GIVEN RECORDS:

■ ■ ■ ■ ■ ■ ■

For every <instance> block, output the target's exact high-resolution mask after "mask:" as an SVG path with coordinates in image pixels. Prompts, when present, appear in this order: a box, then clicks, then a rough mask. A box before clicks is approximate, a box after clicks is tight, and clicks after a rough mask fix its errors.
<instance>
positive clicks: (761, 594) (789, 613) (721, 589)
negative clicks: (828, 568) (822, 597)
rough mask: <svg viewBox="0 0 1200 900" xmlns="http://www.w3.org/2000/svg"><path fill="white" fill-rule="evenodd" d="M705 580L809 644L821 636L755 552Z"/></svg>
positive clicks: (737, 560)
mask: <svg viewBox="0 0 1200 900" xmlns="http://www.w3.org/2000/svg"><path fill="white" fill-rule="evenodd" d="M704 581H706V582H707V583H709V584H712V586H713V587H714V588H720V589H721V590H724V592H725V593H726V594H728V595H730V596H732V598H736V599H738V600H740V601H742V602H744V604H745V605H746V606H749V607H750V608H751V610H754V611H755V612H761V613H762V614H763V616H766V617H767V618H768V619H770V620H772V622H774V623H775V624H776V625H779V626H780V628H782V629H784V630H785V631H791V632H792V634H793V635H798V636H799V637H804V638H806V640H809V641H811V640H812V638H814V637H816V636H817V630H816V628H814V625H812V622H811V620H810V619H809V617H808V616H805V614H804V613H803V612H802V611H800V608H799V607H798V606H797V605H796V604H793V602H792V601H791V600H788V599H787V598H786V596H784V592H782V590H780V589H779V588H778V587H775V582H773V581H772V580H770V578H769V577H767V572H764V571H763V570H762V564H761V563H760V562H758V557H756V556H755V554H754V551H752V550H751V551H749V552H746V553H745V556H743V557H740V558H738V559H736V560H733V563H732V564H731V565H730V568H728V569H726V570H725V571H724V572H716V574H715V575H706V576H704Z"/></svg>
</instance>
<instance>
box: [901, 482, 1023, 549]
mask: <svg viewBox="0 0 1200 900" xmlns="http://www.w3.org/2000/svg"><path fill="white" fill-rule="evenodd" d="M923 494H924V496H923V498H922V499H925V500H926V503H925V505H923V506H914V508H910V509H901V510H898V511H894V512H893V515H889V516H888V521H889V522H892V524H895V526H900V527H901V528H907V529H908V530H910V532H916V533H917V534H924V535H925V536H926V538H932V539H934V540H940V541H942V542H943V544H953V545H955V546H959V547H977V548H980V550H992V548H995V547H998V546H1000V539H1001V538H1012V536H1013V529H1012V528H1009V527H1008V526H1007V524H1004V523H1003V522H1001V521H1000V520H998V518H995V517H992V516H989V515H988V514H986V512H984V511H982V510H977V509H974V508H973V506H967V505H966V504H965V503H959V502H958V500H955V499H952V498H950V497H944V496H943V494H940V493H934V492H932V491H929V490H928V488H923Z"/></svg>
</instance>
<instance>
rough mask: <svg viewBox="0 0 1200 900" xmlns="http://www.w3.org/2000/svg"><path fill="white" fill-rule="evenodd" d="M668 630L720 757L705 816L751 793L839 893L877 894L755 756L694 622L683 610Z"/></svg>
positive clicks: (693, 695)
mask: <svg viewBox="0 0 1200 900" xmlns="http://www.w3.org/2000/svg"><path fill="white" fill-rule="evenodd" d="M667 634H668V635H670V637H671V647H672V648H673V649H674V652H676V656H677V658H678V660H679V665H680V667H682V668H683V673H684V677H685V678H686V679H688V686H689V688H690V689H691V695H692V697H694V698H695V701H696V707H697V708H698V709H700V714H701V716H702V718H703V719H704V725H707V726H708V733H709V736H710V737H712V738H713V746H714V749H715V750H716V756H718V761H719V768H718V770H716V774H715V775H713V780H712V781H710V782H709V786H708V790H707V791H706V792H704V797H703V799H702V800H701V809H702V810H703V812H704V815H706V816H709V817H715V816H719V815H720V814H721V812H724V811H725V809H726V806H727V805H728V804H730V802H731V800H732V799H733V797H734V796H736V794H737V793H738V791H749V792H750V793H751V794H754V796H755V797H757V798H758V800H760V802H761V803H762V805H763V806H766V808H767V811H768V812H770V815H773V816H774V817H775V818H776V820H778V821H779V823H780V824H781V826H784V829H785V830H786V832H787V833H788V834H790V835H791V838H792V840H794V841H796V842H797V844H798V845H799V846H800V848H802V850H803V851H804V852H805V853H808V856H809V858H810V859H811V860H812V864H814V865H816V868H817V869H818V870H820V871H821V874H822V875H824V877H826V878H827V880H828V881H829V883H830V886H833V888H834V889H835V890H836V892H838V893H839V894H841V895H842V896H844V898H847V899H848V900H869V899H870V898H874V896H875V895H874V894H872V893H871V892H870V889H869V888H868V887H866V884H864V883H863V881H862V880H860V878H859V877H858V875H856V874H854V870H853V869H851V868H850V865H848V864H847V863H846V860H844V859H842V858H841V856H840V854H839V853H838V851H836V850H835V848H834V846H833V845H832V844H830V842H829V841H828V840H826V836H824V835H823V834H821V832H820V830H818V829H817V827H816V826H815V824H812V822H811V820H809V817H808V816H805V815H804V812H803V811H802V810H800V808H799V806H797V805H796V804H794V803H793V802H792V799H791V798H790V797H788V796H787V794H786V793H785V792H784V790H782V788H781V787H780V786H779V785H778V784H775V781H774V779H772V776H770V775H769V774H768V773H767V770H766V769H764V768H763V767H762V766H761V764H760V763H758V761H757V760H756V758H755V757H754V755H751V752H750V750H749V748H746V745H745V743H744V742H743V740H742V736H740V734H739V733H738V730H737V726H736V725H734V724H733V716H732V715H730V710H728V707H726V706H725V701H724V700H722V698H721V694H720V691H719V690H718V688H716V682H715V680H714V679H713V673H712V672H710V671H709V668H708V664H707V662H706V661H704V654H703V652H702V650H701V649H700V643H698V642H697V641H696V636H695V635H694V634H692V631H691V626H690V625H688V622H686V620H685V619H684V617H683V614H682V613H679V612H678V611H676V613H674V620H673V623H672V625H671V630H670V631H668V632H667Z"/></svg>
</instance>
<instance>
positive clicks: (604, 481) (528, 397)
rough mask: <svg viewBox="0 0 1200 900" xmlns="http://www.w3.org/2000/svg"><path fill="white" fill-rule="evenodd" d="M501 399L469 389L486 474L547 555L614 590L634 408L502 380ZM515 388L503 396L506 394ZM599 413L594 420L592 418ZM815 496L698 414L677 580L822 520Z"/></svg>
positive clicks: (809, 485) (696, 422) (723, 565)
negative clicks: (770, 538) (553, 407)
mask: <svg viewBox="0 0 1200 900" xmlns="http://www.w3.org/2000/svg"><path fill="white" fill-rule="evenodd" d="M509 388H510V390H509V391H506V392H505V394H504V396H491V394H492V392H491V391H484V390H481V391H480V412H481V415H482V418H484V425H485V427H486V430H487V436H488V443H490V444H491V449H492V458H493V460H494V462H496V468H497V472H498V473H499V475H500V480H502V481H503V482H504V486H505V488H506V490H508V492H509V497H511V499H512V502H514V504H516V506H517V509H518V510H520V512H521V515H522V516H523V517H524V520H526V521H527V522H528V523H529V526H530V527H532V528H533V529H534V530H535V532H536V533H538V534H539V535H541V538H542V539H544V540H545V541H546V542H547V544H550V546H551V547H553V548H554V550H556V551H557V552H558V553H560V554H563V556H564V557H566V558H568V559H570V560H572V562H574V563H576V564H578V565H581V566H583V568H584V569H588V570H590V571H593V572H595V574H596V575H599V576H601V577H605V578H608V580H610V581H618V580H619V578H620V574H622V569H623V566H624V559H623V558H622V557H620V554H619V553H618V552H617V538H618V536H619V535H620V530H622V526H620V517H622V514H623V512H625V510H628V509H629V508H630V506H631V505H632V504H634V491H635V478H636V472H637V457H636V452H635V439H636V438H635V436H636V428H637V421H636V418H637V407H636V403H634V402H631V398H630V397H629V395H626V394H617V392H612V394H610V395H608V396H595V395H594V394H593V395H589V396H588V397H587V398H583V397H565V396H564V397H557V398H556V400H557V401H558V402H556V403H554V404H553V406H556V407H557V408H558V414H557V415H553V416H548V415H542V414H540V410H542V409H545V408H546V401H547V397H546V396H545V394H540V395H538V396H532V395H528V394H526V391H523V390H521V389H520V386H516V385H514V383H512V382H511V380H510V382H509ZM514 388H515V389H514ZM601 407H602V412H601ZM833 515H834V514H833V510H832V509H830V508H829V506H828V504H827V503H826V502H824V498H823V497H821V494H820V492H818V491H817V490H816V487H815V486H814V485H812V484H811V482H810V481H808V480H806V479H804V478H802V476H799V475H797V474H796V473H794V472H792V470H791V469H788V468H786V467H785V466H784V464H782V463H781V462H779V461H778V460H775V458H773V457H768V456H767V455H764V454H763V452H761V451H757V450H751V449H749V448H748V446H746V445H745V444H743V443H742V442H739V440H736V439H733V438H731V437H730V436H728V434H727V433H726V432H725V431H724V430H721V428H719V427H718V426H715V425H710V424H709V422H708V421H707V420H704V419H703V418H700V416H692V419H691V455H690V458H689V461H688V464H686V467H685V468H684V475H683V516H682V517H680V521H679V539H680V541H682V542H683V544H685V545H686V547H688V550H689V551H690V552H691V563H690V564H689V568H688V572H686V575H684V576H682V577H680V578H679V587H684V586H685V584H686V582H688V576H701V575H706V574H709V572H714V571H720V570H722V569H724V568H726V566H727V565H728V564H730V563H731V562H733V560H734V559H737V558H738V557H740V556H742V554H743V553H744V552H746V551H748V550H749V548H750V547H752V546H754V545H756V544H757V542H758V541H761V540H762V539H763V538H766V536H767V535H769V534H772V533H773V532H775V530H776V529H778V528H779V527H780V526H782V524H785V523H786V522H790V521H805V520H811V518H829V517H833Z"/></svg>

■ ■ ■ ■ ■ ■ ■

WHAT TO WORK ON:
Return, please, the lines of the data from the first through the line containing "580L809 644L821 636L755", both kept, exactly as they stand and nothing more.

ANSWER:
For every <instance> block, output the target's exact high-resolution mask after "mask:" as an SVG path with coordinates in image pixels. Prompts, when present, appear in this order: a box, then clicks, then a rough mask. A box before clicks is approximate, a box after clicks is tight, and clicks after a rough mask fix its errors.
<instance>
positive clicks: (761, 594) (789, 613) (721, 589)
negative clicks: (828, 568) (822, 597)
rough mask: <svg viewBox="0 0 1200 900" xmlns="http://www.w3.org/2000/svg"><path fill="white" fill-rule="evenodd" d="M705 580L809 644L821 636L755 552Z"/></svg>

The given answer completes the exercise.